TASK INSTRUCTIONS
Provide the count of lines below that include the word "tall", without any accompanying remarks.

[Stored data]
Segment Open
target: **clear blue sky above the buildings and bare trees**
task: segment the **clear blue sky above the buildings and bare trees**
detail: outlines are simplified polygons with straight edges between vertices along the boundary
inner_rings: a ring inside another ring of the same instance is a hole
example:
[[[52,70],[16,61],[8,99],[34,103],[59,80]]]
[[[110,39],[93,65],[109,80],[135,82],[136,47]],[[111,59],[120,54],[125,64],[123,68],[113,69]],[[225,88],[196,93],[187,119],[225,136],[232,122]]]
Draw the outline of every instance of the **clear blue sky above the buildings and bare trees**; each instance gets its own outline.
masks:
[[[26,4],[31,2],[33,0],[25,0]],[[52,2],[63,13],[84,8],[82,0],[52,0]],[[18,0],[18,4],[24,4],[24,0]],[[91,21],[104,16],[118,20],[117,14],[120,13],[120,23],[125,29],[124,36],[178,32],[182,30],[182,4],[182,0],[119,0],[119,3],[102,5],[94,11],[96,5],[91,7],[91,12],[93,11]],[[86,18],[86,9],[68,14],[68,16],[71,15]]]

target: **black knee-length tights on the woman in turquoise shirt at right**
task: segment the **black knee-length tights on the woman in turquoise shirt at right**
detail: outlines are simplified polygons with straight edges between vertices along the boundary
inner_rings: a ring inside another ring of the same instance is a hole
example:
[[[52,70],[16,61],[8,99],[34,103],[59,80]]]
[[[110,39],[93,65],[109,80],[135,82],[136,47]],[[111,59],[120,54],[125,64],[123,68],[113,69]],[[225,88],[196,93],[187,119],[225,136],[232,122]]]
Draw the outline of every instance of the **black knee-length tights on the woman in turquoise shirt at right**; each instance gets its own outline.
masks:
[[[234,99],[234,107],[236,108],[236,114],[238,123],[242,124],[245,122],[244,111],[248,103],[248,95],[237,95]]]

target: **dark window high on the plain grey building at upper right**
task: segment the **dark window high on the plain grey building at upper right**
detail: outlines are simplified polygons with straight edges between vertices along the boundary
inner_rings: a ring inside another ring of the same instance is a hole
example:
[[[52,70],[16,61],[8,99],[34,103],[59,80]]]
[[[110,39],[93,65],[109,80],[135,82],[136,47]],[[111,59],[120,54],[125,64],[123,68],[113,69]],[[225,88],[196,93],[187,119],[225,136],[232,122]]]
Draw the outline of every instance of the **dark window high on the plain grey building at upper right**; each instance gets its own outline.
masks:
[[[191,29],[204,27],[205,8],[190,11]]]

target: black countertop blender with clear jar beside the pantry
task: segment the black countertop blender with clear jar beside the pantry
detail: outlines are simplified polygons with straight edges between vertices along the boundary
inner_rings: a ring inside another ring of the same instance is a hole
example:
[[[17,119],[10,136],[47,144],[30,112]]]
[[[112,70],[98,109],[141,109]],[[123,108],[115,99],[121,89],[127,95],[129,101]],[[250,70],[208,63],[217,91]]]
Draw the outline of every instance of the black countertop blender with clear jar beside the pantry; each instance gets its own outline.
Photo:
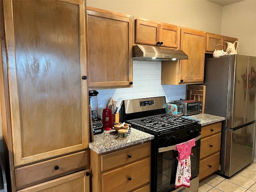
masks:
[[[89,104],[92,108],[92,130],[93,134],[103,133],[103,124],[101,118],[98,117],[98,94],[96,90],[89,91]]]

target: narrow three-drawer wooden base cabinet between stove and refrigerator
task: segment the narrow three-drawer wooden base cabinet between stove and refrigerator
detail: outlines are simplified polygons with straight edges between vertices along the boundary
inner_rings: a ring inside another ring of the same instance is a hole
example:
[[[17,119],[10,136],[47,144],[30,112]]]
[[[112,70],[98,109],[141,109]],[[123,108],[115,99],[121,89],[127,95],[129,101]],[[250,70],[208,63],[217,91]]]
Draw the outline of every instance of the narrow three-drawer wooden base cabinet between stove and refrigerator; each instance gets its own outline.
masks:
[[[199,179],[219,170],[221,122],[202,126]]]

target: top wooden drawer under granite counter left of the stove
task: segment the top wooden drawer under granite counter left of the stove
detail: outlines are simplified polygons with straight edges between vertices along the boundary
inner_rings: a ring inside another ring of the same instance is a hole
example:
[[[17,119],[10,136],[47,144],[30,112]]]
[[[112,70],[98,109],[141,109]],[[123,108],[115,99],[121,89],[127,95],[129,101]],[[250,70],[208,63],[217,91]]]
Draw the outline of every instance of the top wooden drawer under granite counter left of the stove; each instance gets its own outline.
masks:
[[[118,167],[150,156],[151,143],[147,142],[101,156],[101,171]]]

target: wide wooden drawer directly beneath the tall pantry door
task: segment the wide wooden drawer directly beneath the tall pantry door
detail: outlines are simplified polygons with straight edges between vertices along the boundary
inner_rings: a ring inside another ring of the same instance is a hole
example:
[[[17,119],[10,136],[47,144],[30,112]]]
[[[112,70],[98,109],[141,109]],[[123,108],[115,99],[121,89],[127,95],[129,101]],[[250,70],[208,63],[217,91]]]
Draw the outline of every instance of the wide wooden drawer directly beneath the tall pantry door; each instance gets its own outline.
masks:
[[[63,174],[78,168],[85,168],[88,164],[88,152],[82,151],[75,154],[47,160],[15,169],[16,185],[40,181],[52,176]],[[58,166],[58,169],[57,167]],[[56,169],[56,170],[55,170]]]

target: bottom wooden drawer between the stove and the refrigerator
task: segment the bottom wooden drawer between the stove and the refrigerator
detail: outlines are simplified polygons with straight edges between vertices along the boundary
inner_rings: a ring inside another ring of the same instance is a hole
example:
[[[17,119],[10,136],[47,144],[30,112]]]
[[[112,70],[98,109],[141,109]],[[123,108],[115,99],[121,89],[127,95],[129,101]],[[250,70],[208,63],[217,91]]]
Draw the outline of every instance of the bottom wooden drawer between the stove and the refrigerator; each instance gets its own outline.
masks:
[[[220,165],[220,152],[205,158],[200,161],[199,166],[199,179],[205,178],[206,176],[219,170]]]

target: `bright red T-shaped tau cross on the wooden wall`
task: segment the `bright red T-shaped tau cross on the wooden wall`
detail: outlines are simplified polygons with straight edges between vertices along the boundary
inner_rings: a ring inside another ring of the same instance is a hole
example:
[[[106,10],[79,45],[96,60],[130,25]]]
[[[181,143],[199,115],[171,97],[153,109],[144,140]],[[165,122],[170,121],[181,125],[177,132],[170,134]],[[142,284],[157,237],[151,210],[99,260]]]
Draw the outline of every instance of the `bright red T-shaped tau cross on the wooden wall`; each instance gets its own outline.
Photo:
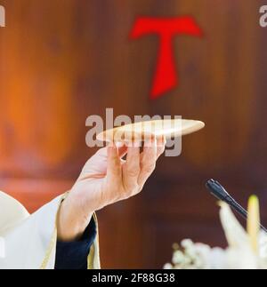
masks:
[[[175,71],[174,51],[172,40],[174,36],[203,35],[197,22],[190,16],[177,18],[139,18],[134,24],[131,38],[156,34],[160,37],[158,66],[150,98],[157,99],[163,92],[170,91],[179,84]]]

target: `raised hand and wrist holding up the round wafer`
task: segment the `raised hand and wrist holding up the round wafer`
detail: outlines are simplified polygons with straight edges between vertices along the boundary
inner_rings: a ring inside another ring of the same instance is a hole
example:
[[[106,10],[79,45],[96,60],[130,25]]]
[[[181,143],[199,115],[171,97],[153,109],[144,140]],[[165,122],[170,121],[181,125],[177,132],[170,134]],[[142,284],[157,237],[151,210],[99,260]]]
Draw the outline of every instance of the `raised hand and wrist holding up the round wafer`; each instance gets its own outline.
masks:
[[[131,143],[129,147],[111,144],[93,155],[61,204],[59,239],[76,240],[83,235],[94,211],[139,194],[155,170],[165,145],[164,138],[152,137],[145,143],[142,153],[140,143]],[[125,155],[126,160],[123,160]]]

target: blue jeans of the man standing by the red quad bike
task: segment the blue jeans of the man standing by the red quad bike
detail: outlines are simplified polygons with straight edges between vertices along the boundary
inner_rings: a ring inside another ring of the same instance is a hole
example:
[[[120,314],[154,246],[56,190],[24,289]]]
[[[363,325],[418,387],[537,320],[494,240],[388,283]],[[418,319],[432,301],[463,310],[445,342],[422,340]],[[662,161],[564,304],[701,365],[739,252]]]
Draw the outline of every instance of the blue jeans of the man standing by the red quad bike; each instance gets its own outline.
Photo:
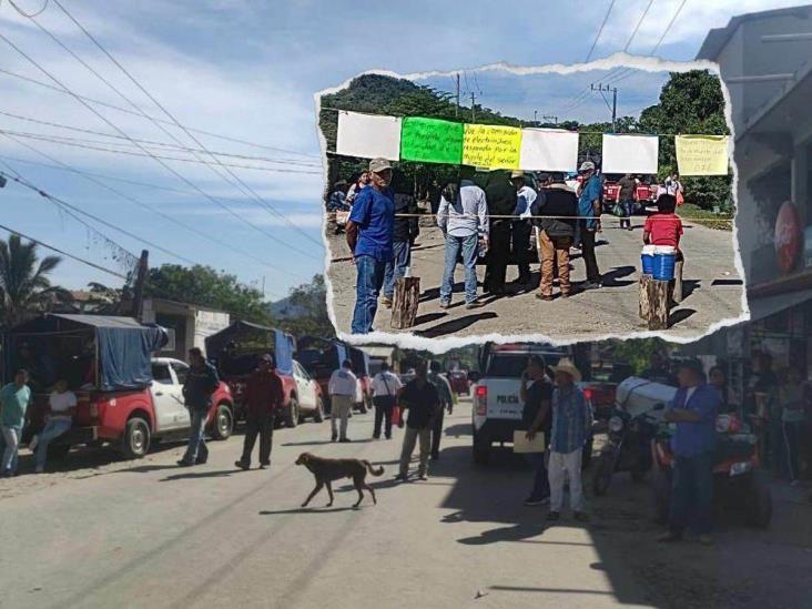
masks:
[[[673,494],[669,528],[676,535],[693,525],[697,535],[711,531],[713,516],[713,451],[691,457],[677,455],[673,466]]]

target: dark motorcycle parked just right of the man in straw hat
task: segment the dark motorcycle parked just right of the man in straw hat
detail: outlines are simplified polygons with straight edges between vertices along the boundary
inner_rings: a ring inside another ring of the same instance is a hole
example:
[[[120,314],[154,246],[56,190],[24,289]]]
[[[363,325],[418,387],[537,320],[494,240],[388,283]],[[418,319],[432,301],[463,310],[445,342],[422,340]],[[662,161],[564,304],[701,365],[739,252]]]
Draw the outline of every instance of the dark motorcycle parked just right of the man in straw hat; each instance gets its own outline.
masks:
[[[619,408],[612,410],[608,422],[609,438],[592,474],[592,493],[596,496],[606,495],[616,473],[629,471],[633,481],[642,481],[651,469],[650,445],[657,432],[657,419],[651,413],[664,407],[664,404],[657,404],[636,416]]]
Segment Closed
RESPONSE BOX
3